Data to process:

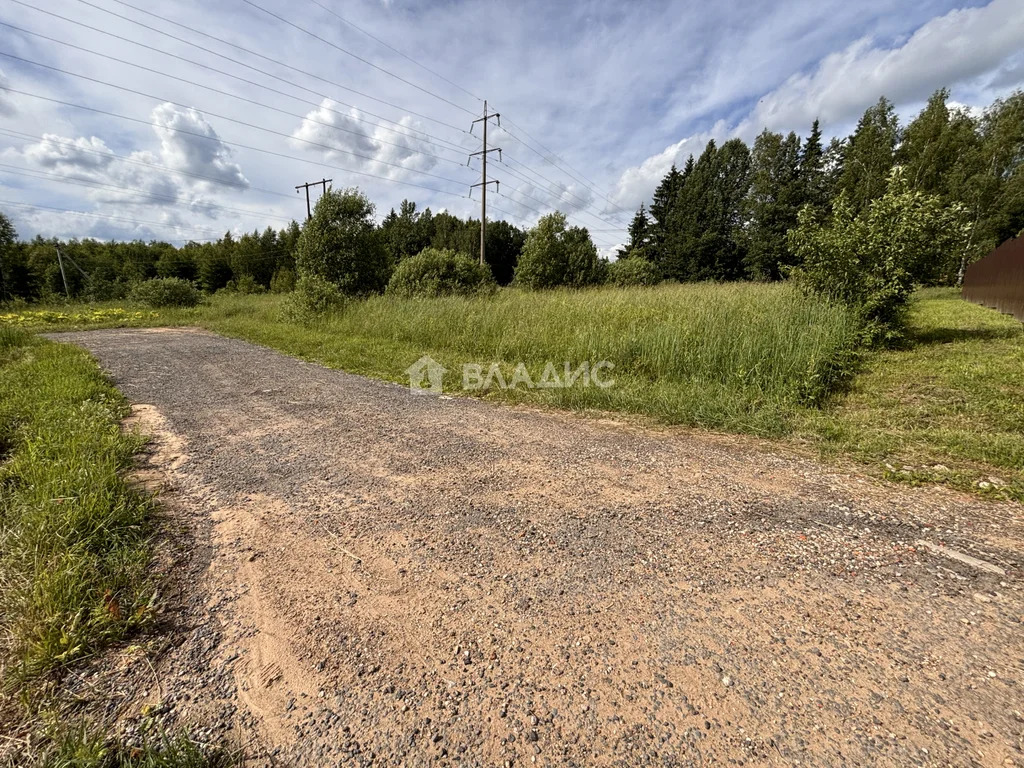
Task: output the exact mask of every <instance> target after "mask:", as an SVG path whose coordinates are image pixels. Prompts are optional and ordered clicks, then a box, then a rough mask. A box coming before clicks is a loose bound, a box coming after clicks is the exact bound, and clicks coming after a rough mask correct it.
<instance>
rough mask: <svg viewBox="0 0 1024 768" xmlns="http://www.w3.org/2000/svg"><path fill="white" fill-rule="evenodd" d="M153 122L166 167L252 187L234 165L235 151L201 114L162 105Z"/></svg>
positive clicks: (245, 177) (170, 105)
mask: <svg viewBox="0 0 1024 768" xmlns="http://www.w3.org/2000/svg"><path fill="white" fill-rule="evenodd" d="M153 122H154V123H156V127H155V129H154V130H156V132H157V135H158V136H159V137H160V142H161V156H162V158H163V164H164V165H168V166H170V167H171V168H174V169H175V170H179V171H187V172H189V173H201V174H203V175H206V176H213V177H215V178H217V179H219V180H221V181H229V182H231V183H234V184H248V183H249V180H248V179H247V178H246V177H245V175H244V174H243V173H242V168H241V167H240V166H239V165H238V163H234V162H232V161H231V151H230V150H229V148H228V147H227V145H226V144H224V143H223V142H222V141H221V140H220V137H219V136H218V135H217V132H216V131H215V130H214V129H213V126H212V125H210V123H208V122H207V120H206V118H204V117H203V115H202V114H201V113H200V112H198V111H197V110H183V109H181V108H178V106H175V105H174V104H171V103H165V104H161V105H160V106H158V108H157V109H155V110H154V111H153Z"/></svg>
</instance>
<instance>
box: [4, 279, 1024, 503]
mask: <svg viewBox="0 0 1024 768" xmlns="http://www.w3.org/2000/svg"><path fill="white" fill-rule="evenodd" d="M287 304H288V298H287V297H286V296H278V295H268V294H264V295H255V296H246V295H238V294H227V293H219V294H216V295H214V296H212V297H210V298H209V299H208V300H207V301H206V303H204V304H203V305H201V306H199V307H196V308H194V309H160V310H157V311H154V310H150V309H144V308H141V307H136V306H130V305H126V304H113V303H108V304H102V305H91V306H87V305H72V306H67V307H61V306H53V307H33V308H32V309H24V310H20V311H15V310H11V311H8V312H7V313H6V314H5V313H3V312H0V326H2V325H3V324H5V323H6V324H8V325H15V324H16V325H17V326H18V327H20V328H27V329H30V330H40V331H43V330H60V329H73V328H74V329H78V328H101V327H123V326H124V327H130V326H136V327H138V326H157V325H160V326H175V325H187V326H198V327H202V328H206V329H209V330H211V331H214V332H217V333H221V334H224V335H227V336H232V337H237V338H243V339H247V340H249V341H253V342H255V343H259V344H264V345H267V346H269V347H272V348H275V349H279V350H281V351H283V352H285V353H288V354H293V355H296V356H299V357H302V358H304V359H308V360H312V361H317V362H321V364H324V365H327V366H330V367H333V368H339V369H343V370H345V371H348V372H351V373H356V374H361V375H366V376H372V377H376V378H381V379H386V380H389V381H394V382H398V383H408V381H409V379H408V375H407V369H408V368H409V366H410V365H412V364H413V362H414V361H415V360H417V359H418V358H419V357H420V356H421V355H423V354H429V355H430V356H431V357H433V358H434V359H436V360H437V361H439V362H440V364H441V365H443V366H444V367H445V368H446V369H447V370H449V373H447V374H446V375H445V378H444V386H445V391H449V392H451V393H454V394H470V395H473V396H482V397H486V398H488V399H496V400H504V401H512V402H527V403H535V404H540V406H547V407H554V408H562V409H569V410H574V411H579V412H596V413H602V414H603V413H607V412H614V413H620V414H630V415H635V416H637V417H640V418H648V419H651V420H653V421H655V422H657V423H659V424H672V425H685V426H691V427H699V428H705V429H712V430H718V431H726V432H739V433H748V434H755V435H759V436H764V437H771V438H775V439H780V440H783V441H785V442H786V443H787V444H788V445H792V446H797V447H799V449H802V450H805V451H807V452H809V453H813V454H815V455H817V456H820V457H823V458H825V459H828V460H836V461H840V460H842V461H850V460H852V461H855V462H857V463H860V464H861V465H863V466H865V467H866V468H868V469H869V470H870V471H872V472H877V473H878V474H881V475H884V476H886V477H889V478H890V479H893V480H898V481H901V482H911V483H916V482H941V483H945V484H948V485H951V486H954V487H959V488H964V489H968V490H971V492H973V493H981V494H985V495H989V496H994V497H999V498H1012V499H1018V500H1021V499H1024V453H1022V452H1024V439H1022V437H1024V377H1021V376H1020V372H1021V371H1022V370H1024V330H1022V326H1021V324H1020V323H1018V322H1017V321H1015V319H1013V318H1012V317H1008V316H1005V315H1000V314H998V313H997V312H994V311H992V310H990V309H986V308H983V307H978V306H974V305H972V304H968V303H967V302H965V301H963V300H962V299H961V298H959V295H958V292H957V291H956V290H955V289H926V290H922V291H919V292H918V293H916V294H915V296H914V298H913V301H912V302H911V306H910V311H909V317H908V329H907V338H906V341H905V343H904V344H903V345H901V346H899V347H897V348H893V349H877V350H863V349H859V350H858V348H857V347H856V344H855V339H856V331H857V325H856V321H855V318H854V317H853V316H852V315H851V314H850V313H849V311H848V310H846V309H844V308H842V307H839V306H833V305H828V304H825V303H821V302H820V301H819V300H814V299H809V298H807V297H805V296H803V295H801V294H800V293H799V292H798V291H796V290H795V289H794V288H793V287H791V286H788V285H786V284H752V283H743V284H724V285H714V284H687V285H663V286H659V287H657V288H653V289H650V288H637V289H613V288H598V289H591V290H587V291H575V292H570V291H546V292H519V291H514V290H503V291H500V292H499V293H498V294H496V295H494V296H478V297H470V298H443V299H395V298H391V297H386V296H380V297H375V298H371V299H368V300H365V301H360V302H353V303H351V304H349V305H347V306H345V307H344V308H343V309H341V310H339V311H337V312H333V313H330V314H328V315H326V316H323V317H321V318H317V319H315V321H313V322H312V323H300V322H296V321H293V319H289V313H288V311H287ZM54 313H57V314H58V315H59V316H57V317H56V319H55V321H54ZM5 318H6V319H5ZM13 318H16V319H13ZM601 359H607V360H609V361H611V362H613V364H614V369H613V371H612V373H611V378H612V379H613V380H614V386H613V387H610V388H608V389H602V388H598V387H572V388H567V389H561V388H551V389H542V388H535V389H527V388H524V387H517V388H514V389H500V388H497V387H492V388H489V389H487V390H485V391H481V390H478V389H473V390H471V391H466V390H464V388H463V386H462V384H463V382H462V377H461V375H460V372H461V367H462V365H463V364H464V362H475V364H482V365H483V367H484V369H485V368H486V366H487V365H489V364H490V362H497V364H499V366H500V368H501V370H502V371H503V373H504V374H505V378H506V379H509V378H511V375H512V371H513V368H514V366H515V365H516V364H518V362H520V361H522V362H523V364H524V365H525V367H526V369H527V370H528V371H529V373H530V376H531V377H532V378H534V379H535V380H538V379H540V378H541V373H542V371H543V368H544V365H545V362H546V361H548V360H553V361H555V364H556V366H559V367H560V366H561V364H562V362H563V361H569V362H572V364H579V362H581V361H584V360H590V361H592V362H594V361H598V360H601Z"/></svg>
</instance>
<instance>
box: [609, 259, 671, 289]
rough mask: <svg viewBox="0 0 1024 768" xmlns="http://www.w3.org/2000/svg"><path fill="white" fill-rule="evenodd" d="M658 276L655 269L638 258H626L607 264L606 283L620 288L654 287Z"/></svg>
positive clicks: (648, 264) (644, 260)
mask: <svg viewBox="0 0 1024 768" xmlns="http://www.w3.org/2000/svg"><path fill="white" fill-rule="evenodd" d="M658 276H659V275H658V273H657V267H655V266H654V265H653V264H651V263H650V262H649V261H647V259H644V258H641V257H640V256H628V257H626V258H623V259H618V260H617V261H612V262H611V263H610V264H608V283H609V284H610V285H612V286H618V287H620V288H631V287H633V286H654V285H657V283H658Z"/></svg>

Your instructions:
Pick out every line in the items above that contains the word "rough", and copy each of those lines in full.

Solved problem:
Task: output the exact mask of every <instance> target after "mask:", as an SVG path whose coordinates are image pixels. Prompts are optional and ordered clicks, then a box, then a rough mask. A box coming before clicks is a loose bound, a box coming after clicks is the exact bound, and clicks coming after a rough mask correct it.
rough mask: <svg viewBox="0 0 1024 768" xmlns="http://www.w3.org/2000/svg"><path fill="white" fill-rule="evenodd" d="M153 122L166 167L252 187L234 165L235 151L201 114L162 105Z"/></svg>
rough mask: <svg viewBox="0 0 1024 768" xmlns="http://www.w3.org/2000/svg"><path fill="white" fill-rule="evenodd" d="M658 276L655 269L638 258H626L607 264L606 283L620 288L654 287Z"/></svg>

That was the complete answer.